DESCRIPTION OF THE TASK
Find every line in the records below that contains the word "panel" and copy each of those lines.

· · ·

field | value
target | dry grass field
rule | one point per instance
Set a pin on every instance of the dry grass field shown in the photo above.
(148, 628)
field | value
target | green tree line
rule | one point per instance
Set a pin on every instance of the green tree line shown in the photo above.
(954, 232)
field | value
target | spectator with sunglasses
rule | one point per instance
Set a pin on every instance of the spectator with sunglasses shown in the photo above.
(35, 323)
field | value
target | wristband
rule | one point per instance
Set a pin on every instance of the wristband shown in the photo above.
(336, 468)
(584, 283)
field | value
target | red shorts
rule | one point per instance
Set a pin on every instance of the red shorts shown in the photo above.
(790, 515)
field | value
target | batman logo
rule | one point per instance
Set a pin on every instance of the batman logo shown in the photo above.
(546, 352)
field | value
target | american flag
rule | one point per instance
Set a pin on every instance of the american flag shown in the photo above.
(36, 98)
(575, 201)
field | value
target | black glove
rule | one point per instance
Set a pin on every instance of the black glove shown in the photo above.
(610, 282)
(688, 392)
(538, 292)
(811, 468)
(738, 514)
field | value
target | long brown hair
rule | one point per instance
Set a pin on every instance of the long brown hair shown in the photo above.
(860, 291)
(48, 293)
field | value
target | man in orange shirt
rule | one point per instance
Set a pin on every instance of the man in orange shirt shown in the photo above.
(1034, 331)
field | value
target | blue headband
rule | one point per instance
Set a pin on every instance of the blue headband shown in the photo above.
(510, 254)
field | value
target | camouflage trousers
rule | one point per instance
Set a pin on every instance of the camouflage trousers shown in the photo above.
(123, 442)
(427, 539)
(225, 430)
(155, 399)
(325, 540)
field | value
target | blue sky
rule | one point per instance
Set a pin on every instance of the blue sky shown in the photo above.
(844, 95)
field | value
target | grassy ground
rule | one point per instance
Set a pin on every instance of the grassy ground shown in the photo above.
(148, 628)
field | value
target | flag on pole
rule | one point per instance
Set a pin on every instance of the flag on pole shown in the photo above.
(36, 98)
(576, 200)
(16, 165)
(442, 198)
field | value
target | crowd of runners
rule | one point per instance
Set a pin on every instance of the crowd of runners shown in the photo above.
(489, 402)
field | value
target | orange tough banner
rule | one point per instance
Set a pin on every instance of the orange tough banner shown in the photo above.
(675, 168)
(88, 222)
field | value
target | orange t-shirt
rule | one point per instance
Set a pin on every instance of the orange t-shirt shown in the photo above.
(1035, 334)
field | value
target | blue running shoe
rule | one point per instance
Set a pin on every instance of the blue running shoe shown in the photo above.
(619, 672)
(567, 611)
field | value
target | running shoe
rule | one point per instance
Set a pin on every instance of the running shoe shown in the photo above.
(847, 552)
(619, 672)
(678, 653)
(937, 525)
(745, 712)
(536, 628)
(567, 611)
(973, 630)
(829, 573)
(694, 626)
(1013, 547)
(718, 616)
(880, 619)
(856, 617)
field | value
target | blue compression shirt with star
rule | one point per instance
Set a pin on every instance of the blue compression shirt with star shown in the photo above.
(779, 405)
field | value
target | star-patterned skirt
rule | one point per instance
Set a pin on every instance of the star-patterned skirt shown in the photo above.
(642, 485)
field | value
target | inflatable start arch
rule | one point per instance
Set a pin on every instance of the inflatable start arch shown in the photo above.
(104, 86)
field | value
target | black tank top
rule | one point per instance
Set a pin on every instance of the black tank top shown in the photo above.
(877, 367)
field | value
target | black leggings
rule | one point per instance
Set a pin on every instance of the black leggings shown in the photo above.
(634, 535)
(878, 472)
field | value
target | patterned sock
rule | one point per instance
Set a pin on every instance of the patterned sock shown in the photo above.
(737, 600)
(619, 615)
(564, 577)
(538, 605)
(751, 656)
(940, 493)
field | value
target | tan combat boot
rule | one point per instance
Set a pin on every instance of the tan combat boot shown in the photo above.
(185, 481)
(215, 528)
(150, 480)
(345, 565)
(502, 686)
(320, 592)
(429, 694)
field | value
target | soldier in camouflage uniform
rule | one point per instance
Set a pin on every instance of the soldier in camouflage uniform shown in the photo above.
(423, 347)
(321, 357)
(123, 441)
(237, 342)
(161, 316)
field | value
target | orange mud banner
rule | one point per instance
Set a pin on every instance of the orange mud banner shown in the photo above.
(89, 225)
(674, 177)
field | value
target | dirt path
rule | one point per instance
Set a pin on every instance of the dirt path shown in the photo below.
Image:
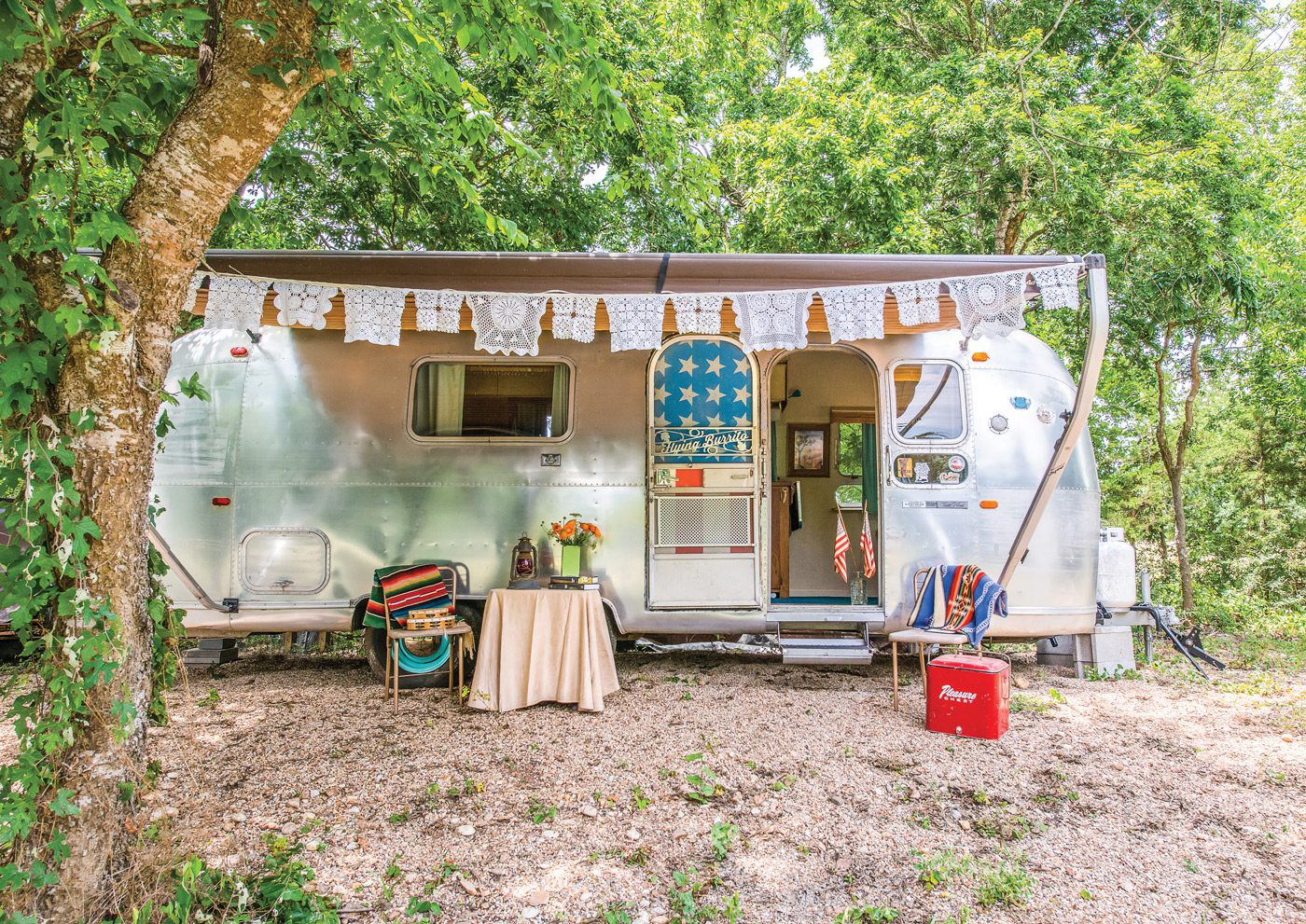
(1133, 800)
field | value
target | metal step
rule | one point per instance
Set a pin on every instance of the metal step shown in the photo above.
(872, 617)
(825, 650)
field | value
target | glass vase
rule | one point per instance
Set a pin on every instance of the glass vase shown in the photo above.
(570, 565)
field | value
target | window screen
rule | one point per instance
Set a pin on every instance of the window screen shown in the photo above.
(927, 401)
(492, 400)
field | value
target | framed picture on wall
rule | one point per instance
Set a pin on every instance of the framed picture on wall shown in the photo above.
(809, 450)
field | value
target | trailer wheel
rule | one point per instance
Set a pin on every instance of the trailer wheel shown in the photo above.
(424, 662)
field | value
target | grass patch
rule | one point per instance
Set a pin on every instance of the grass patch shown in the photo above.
(1006, 882)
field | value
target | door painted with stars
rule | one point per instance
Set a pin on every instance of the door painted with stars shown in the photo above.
(704, 489)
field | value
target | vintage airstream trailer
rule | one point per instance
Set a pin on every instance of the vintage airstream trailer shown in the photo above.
(317, 461)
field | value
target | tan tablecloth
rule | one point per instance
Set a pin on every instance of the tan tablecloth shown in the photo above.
(544, 645)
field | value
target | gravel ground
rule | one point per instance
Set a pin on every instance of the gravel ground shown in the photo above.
(1156, 799)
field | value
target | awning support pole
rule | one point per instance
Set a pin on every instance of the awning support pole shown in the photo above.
(182, 573)
(1099, 323)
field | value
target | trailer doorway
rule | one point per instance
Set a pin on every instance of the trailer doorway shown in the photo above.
(825, 450)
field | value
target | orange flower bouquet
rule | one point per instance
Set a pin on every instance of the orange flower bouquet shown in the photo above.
(572, 531)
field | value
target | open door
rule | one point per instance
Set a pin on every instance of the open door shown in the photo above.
(704, 487)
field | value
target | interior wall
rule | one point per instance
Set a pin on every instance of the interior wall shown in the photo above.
(827, 379)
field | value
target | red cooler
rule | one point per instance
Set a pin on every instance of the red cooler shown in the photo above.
(968, 696)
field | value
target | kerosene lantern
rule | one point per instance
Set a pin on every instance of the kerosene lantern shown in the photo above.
(524, 565)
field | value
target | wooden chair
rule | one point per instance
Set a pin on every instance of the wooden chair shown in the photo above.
(923, 637)
(456, 633)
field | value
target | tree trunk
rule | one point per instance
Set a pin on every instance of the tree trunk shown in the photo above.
(1174, 460)
(201, 159)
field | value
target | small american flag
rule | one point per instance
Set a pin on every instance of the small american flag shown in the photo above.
(868, 548)
(840, 547)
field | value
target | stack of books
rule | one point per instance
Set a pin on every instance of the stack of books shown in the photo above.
(574, 582)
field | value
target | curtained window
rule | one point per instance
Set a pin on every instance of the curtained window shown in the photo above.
(492, 400)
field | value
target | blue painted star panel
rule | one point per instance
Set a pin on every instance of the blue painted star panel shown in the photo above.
(702, 393)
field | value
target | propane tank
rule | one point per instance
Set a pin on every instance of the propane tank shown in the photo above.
(1117, 571)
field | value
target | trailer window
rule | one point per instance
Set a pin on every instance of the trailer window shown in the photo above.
(927, 401)
(492, 400)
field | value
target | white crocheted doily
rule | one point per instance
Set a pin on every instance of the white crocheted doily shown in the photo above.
(507, 323)
(854, 312)
(990, 304)
(438, 310)
(918, 302)
(1058, 284)
(302, 303)
(235, 303)
(374, 315)
(574, 317)
(635, 322)
(698, 313)
(772, 320)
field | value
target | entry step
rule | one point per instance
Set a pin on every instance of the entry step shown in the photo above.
(825, 650)
(872, 617)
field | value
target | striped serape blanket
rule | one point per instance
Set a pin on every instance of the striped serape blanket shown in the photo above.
(405, 587)
(959, 598)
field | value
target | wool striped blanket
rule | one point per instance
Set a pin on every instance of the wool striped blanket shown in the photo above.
(959, 598)
(404, 588)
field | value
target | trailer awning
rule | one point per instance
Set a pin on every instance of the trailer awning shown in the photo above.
(826, 283)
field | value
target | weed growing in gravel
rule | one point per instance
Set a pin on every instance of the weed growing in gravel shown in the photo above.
(866, 915)
(1005, 826)
(1005, 884)
(686, 894)
(722, 834)
(1120, 672)
(702, 780)
(783, 783)
(937, 871)
(617, 913)
(541, 812)
(424, 910)
(209, 699)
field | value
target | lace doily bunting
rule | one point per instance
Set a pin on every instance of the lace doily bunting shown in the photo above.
(698, 313)
(918, 302)
(1058, 284)
(989, 304)
(235, 303)
(302, 303)
(635, 322)
(854, 312)
(574, 317)
(438, 310)
(772, 320)
(374, 315)
(507, 323)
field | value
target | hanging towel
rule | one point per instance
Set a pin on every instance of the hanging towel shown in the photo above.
(959, 598)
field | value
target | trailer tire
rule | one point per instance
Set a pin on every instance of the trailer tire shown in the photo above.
(438, 673)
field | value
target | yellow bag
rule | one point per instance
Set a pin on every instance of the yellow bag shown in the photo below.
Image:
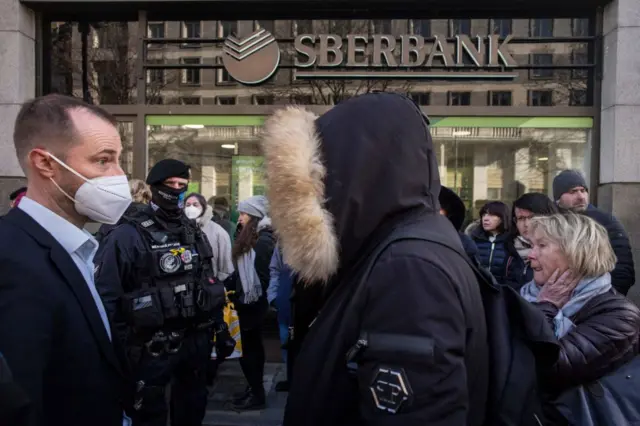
(233, 322)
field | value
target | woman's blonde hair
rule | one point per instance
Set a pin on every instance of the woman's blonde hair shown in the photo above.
(140, 191)
(583, 241)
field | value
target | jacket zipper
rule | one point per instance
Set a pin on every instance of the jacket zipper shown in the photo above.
(493, 246)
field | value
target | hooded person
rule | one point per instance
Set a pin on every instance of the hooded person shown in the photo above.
(339, 186)
(453, 208)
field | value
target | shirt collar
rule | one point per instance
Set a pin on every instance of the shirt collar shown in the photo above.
(70, 237)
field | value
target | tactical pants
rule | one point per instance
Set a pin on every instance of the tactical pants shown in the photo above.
(186, 371)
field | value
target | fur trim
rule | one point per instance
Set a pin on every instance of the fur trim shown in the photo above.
(295, 176)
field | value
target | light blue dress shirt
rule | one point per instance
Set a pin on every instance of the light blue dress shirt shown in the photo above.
(80, 245)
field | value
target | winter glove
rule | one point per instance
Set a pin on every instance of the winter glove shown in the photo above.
(225, 344)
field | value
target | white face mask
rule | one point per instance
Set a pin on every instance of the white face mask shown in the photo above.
(103, 199)
(192, 212)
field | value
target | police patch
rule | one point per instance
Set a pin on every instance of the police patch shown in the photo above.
(169, 263)
(186, 256)
(390, 389)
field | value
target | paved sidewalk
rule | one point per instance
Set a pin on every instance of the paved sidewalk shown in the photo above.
(229, 381)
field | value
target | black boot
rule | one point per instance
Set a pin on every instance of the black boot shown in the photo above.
(238, 397)
(255, 401)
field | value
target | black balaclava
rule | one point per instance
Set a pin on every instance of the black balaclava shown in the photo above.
(169, 200)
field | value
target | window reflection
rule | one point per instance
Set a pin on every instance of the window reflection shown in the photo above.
(492, 163)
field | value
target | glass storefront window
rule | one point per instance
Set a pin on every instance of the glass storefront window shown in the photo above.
(482, 159)
(126, 158)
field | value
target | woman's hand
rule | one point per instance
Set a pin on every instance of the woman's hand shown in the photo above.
(557, 290)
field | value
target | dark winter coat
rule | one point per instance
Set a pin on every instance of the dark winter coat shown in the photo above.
(493, 255)
(605, 337)
(624, 275)
(363, 169)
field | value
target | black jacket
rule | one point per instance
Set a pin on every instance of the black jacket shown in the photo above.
(624, 275)
(51, 333)
(421, 301)
(493, 255)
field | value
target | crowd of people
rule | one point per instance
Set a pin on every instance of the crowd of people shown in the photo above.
(391, 309)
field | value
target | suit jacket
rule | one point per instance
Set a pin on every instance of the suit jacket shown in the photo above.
(51, 333)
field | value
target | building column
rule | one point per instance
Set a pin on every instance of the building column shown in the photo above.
(17, 84)
(619, 183)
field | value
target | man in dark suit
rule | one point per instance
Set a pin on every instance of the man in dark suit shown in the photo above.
(54, 332)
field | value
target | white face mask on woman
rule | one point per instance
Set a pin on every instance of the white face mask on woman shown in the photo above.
(102, 199)
(192, 212)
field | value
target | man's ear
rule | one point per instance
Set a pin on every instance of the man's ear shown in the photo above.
(40, 162)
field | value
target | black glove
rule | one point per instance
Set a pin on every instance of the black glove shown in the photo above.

· · ·

OUTPUT FOR THIS EXERCISE
target | blue painted star panel
Set a pin on every instance of the blue painted star panel shown in the photo above.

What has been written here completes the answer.